**PROVIDED TEXT**:
Tags:
create new tag
, view all tags

Report Plugin Idea

In FormQueryPlugin and DBCacheContrib there is an implementation of handling structured data in TWiki. All my ideas are basically stolen from there. If you are looking for a working solution, look there. But please tell me about your requirements (use the comment box at the end of this topic)!

I try to propose a more complete and general way of handling structured data in TWiki.

Unfortunately I'm not a Perl programmer and don't have much time in the near future to implement this. But I'm starting to share my thoughts. If I get some good feedback from you, I hope there's something getting out that will be worth learning Perl and spending my time smile I expect that some things have to get much simpler first...

And feel free to turn my Pidgin English to real phrases.

Where I Don't Want To Go

No TWiki Data in a Database (like MySQL).

I chose TWiki among other things because it stores data in textfiles. A Database would make TWiki harder to install and maintain and more dependent of certain technologies.

Files are always the easiest way to store Data. You can use all of your favorite editors and file-managing tools.

No Re-Invention of SQL

On the one hand because it's to complicated and would be never as good as already existing database tools. But more than this, SQL just sucks. It's wannabe-easy but very hard for ordinary people to learn. And It's much to powerful for this application.

Data Structure

All is based on tables and links. Tables are uniformed data structures. Links are relations or references allowing one to jump from one table to another.

The diagrams show the structure like it appears for the user. I does not mean that the data is stored like that in the cache. More about the cache later.

Basic Structure

Basic Structure

The basic structure covers the webs, topics, revisions, attachments and users. The textlines are just a syntactical trick to query multiple lines in the same topic.

There could be more, like groups, offices, plugins and so on. I think it's complex enough to start...

There is the option to have the structured data from all the former revisions. (Is this of much use? It would be possible to query "who changed when whitch field to what value" ...) For the moment, the topic link of the revisions table points always to the current topic, not the topic of the revision.

Web preferences are part of the dynamic structure, if it is definied in forms.

Dynamic Structure

Dynamic Structure

Forms and embedded tables are dynamically created tables. Embedded tables must be formatted using the EditTablePlugin, definied in a separate topic. This topic is the definition topic of this table and has to be declared in the ReportPlugins konfiguration.

There are predefined links to the topic they are stored in, but nothing more.

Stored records
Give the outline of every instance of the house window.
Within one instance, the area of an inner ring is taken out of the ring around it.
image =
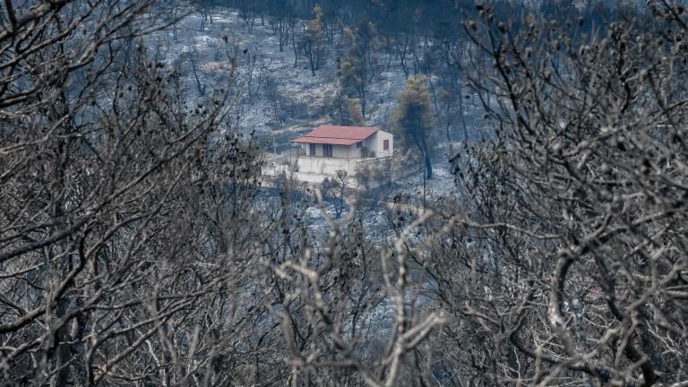
[[[332,144],[322,144],[322,156],[332,157]]]

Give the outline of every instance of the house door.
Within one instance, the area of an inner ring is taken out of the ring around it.
[[[332,157],[332,144],[322,144],[322,156]]]

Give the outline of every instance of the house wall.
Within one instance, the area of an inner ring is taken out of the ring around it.
[[[375,135],[375,157],[389,157],[394,153],[394,136],[391,133],[383,131],[377,131]],[[390,141],[390,149],[384,150],[384,140]]]
[[[315,144],[315,154],[310,154],[311,145],[304,144],[305,149],[305,156],[322,157],[322,144]],[[336,159],[360,159],[361,150],[356,148],[356,144],[348,145],[333,145],[332,146],[332,158]]]
[[[366,144],[364,143],[363,146],[366,146]],[[363,150],[363,149],[357,148],[356,144],[353,144],[353,145],[351,145],[351,149],[349,150],[350,153],[349,153],[348,157],[351,158],[351,159],[360,159],[361,156],[362,156],[362,151],[361,150]]]

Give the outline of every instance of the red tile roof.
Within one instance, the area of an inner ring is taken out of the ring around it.
[[[299,143],[329,143],[332,145],[353,145],[358,142],[360,140],[349,140],[349,139],[335,139],[331,137],[299,137],[294,139],[291,142]]]
[[[321,125],[291,142],[352,145],[374,134],[376,127]]]

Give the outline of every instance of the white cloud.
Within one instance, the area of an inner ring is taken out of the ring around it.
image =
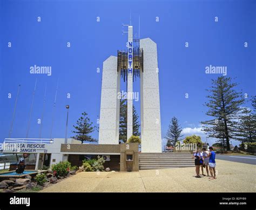
[[[191,127],[185,127],[182,130],[181,134],[204,134],[204,132],[202,131],[202,128],[200,127],[194,127],[191,128]]]

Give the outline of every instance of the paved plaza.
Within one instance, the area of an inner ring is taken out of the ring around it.
[[[80,172],[41,192],[256,192],[255,165],[217,160],[215,180],[196,178],[194,167]]]

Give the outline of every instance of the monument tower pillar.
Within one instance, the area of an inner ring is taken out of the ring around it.
[[[127,78],[127,140],[132,135],[132,102],[133,83],[132,26],[128,26],[128,71]]]

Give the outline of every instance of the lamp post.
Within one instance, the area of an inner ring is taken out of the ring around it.
[[[66,109],[68,110],[67,114],[66,114],[66,134],[65,135],[65,144],[67,144],[68,143],[68,139],[66,138],[66,134],[68,132],[68,121],[69,120],[69,105],[66,105]]]

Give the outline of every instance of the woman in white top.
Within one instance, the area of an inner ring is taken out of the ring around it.
[[[207,172],[207,176],[210,177],[209,175],[209,169],[208,167],[208,165],[209,165],[209,159],[210,158],[208,156],[208,154],[209,154],[209,152],[207,151],[205,148],[203,148],[203,152],[201,153],[201,155],[204,158],[204,164],[205,166],[205,168],[206,169]],[[203,170],[203,166],[202,166],[202,172],[204,173]]]

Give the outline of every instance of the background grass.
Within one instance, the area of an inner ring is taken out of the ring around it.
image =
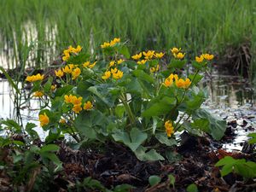
[[[177,46],[222,55],[245,42],[256,49],[254,0],[1,0],[0,9],[9,67],[24,55],[26,65],[44,67],[70,44],[91,52],[113,37],[133,51]]]

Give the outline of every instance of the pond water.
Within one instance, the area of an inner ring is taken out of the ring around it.
[[[242,143],[247,139],[247,135],[256,128],[255,94],[247,79],[241,77],[219,74],[215,72],[211,78],[206,77],[201,84],[207,87],[208,99],[203,103],[203,108],[212,113],[219,115],[227,121],[236,120],[236,138],[224,144],[228,150],[241,150]],[[14,119],[15,112],[13,104],[11,88],[6,79],[0,79],[0,118]],[[36,129],[42,138],[47,133],[44,132],[38,123],[39,102],[37,99],[29,101],[21,109],[23,125],[32,122],[38,125]],[[246,123],[244,122],[246,121]],[[246,124],[246,125],[245,125]]]

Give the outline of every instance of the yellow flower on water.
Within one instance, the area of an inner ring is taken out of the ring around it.
[[[88,67],[88,66],[90,66],[90,61],[86,61],[83,63],[83,67]]]
[[[82,104],[82,103],[78,104],[78,105],[74,105],[74,106],[73,107],[72,110],[73,110],[74,113],[79,113],[80,111],[82,111],[82,109],[83,109],[83,108],[81,108],[81,104]]]
[[[73,102],[73,96],[72,96],[72,95],[69,95],[69,96],[65,95],[64,96],[65,102],[66,103],[72,103]]]
[[[109,62],[109,67],[111,67],[113,66],[114,66],[114,61],[112,61]]]
[[[49,124],[49,117],[47,114],[44,113],[44,114],[39,114],[39,121],[40,121],[40,125],[44,126]]]
[[[113,78],[115,79],[121,79],[123,77],[123,74],[124,73],[118,70],[118,72],[116,73],[113,73]]]
[[[72,104],[73,105],[80,105],[82,103],[82,96],[77,97],[76,96],[73,96],[72,98]]]
[[[59,69],[58,71],[55,70],[55,75],[59,78],[61,78],[64,75],[64,73],[61,69]]]
[[[137,54],[137,55],[131,56],[131,58],[134,60],[139,60],[142,56],[143,56],[143,54],[139,53],[139,54]]]
[[[102,44],[101,47],[102,47],[102,49],[110,47],[110,44],[108,43],[108,42],[104,42],[104,44]]]
[[[110,46],[115,45],[117,43],[120,42],[120,38],[113,38],[113,40],[110,41]]]
[[[66,124],[66,120],[64,119],[61,119],[59,122],[61,124]]]
[[[158,72],[159,70],[159,65],[156,66],[156,67],[150,67],[150,72],[151,73],[154,73],[154,72]]]
[[[154,50],[148,50],[148,52],[143,51],[143,54],[146,60],[150,60],[154,56]]]
[[[42,97],[44,96],[44,93],[42,91],[36,91],[33,95],[35,97]]]
[[[119,59],[119,61],[118,61],[118,65],[120,65],[122,62],[124,62],[125,61],[125,60],[122,60],[122,59]]]
[[[214,55],[210,55],[210,54],[203,54],[202,55],[206,60],[208,60],[208,61],[211,61],[214,58]]]
[[[176,86],[178,88],[187,89],[189,87],[191,81],[189,79],[186,79],[183,80],[183,79],[179,79],[178,80],[175,80]]]
[[[44,79],[44,75],[41,75],[40,73],[38,73],[36,75],[27,76],[26,80],[28,82],[35,82]]]
[[[57,87],[56,84],[52,84],[52,85],[50,86],[50,90],[51,90],[51,91],[54,91],[54,90],[56,89],[56,87]]]
[[[107,71],[107,72],[104,73],[104,75],[102,76],[102,79],[103,79],[104,80],[107,80],[110,77],[111,77],[111,72]]]
[[[173,80],[172,80],[172,79],[170,79],[170,78],[166,78],[165,82],[163,83],[163,84],[166,87],[170,87],[170,86],[172,86],[172,84],[173,84]]]
[[[66,73],[72,73],[72,68],[69,66],[65,66],[65,67],[62,68],[62,71]]]
[[[184,53],[183,54],[183,53],[179,52],[178,54],[173,54],[173,56],[177,59],[181,60],[185,56],[185,54]]]
[[[178,88],[183,88],[185,81],[183,79],[179,79],[175,81],[176,86]]]
[[[142,60],[142,61],[137,61],[137,63],[139,65],[144,65],[146,62],[147,62],[147,60]]]
[[[95,61],[94,63],[90,64],[90,66],[88,66],[89,68],[93,68],[96,65],[96,61]]]
[[[174,133],[174,128],[172,126],[172,122],[170,122],[170,120],[166,121],[165,127],[166,127],[166,135],[170,137],[172,134]]]
[[[162,53],[162,52],[155,53],[155,55],[154,55],[154,56],[155,56],[156,58],[158,58],[158,59],[162,58],[164,55],[165,55],[165,54]]]
[[[204,61],[204,56],[201,55],[200,56],[195,56],[196,62],[202,62]]]
[[[90,110],[92,108],[93,105],[91,104],[91,102],[90,101],[88,101],[87,102],[85,102],[84,104],[84,110]]]
[[[72,72],[72,79],[76,79],[79,75],[81,74],[81,69],[79,69],[79,67],[75,68],[73,72]]]
[[[112,69],[111,69],[111,73],[112,73],[112,74],[113,74],[113,73],[117,73],[117,71],[118,71],[117,67],[112,68]]]
[[[177,47],[171,49],[171,52],[172,54],[177,54],[180,50],[181,50],[181,48],[177,49]]]

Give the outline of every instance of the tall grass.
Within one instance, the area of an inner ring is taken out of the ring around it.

**SET TASKS**:
(A) Answer these questions from the Report Plugin Idea text:
(i) From which two existing TWiki components does the author say the ideas were taken?
(ii) What reasons does the author give for not putting TWiki data in a database?
(iii) Which plugin must be used to format embedded tables?
(B) Carry on the Report Plugin Idea text from where it stops.
Nothing here draws on the listing.

**SOLVED TASKS**:
(A)
(i) FormQueryPlugin and DBCacheContrib.
(ii) A database would make TWiki harder to install and maintain and more dependent on certain technologies.
(iii) The EditTablePlugin.

(B)
The basic strucure could be enhanced by defining user-defined links. This links belong to a user-defined table (TWikiForm or EmbeddedTable) and relate to any other table. For instance, is there a topicname in a formfield, a link could be definied to this topic. This is done with %LINK{...}%.

Meta Structure

Metadata

Because of its extensibility, metadata should be available in tables and fields. There is currently no idea about a syntax that allows one to access data of a field which name is taken from another field.

Links

While accessing the data one could always follow the links to another table. Every link is a reference in the table which owns the link. A link points always to exactly one row in the foreing table.

One could not follow a link backward. This is because the backward relation is always on-to-many and thus ambiguous. There is the possibility with Nested Reports to list foreign tables that have a "many" relation.

The Cache

There should be a chache like the DBChacheContrib. I propose only to put the structured parts (metadata, forms and embedded tables) into the cache. The full text could be taken directly from the files. So the fields text, summary, textline.text should not be in the chache.

Functions

There are ordinary functions and aggregat functions.

Ordinary functions

func comment
format_time(time, format) Format a time field to a string. Formatstring like 'yyyy-mm-dd hh:mi:ss'.
format_num(number, format) Format a number to a string. Formatstring like '###\'###\'##0.00' .
to_time(string, format) Evaluates a string and turns it to a internal time value (to compare time fields with constants or user-input)
to_num(string, format) Evaluates a string and turns it to a number. (necessary?)
calc(...) Everything between the brackets is passed to the SpreadSheetPlugin, if installed. Data fields are passed as parameter, there should be a explicit syntax for that. I have to check if there is no syntactical problem.
? ...

Aggregat Functions

func comment
sum(field)  
min(field)  
max(field)  
avg(field) average
=any(field)  
count Count rows in the group
distinct(field) Count distinct occurrences of a value. (Or list of values?)
list(field) List all distinct values in the group and separates it with ", "

Queries

Actually queries are mostly intended to group and filter data several times. Simple things could directly be made in a report. I would like to have Queries definied in the plugins topic to be chached, while others are not.

Queries result always in a tabular structure. There is always only one source for a query. Because of the links it is not necessery to have more than one (believe me!)

Data could be grouped (like GROUP BY in SQL). Grouping allows the use of Aggregate Functions. Links that are not grouped by are lost.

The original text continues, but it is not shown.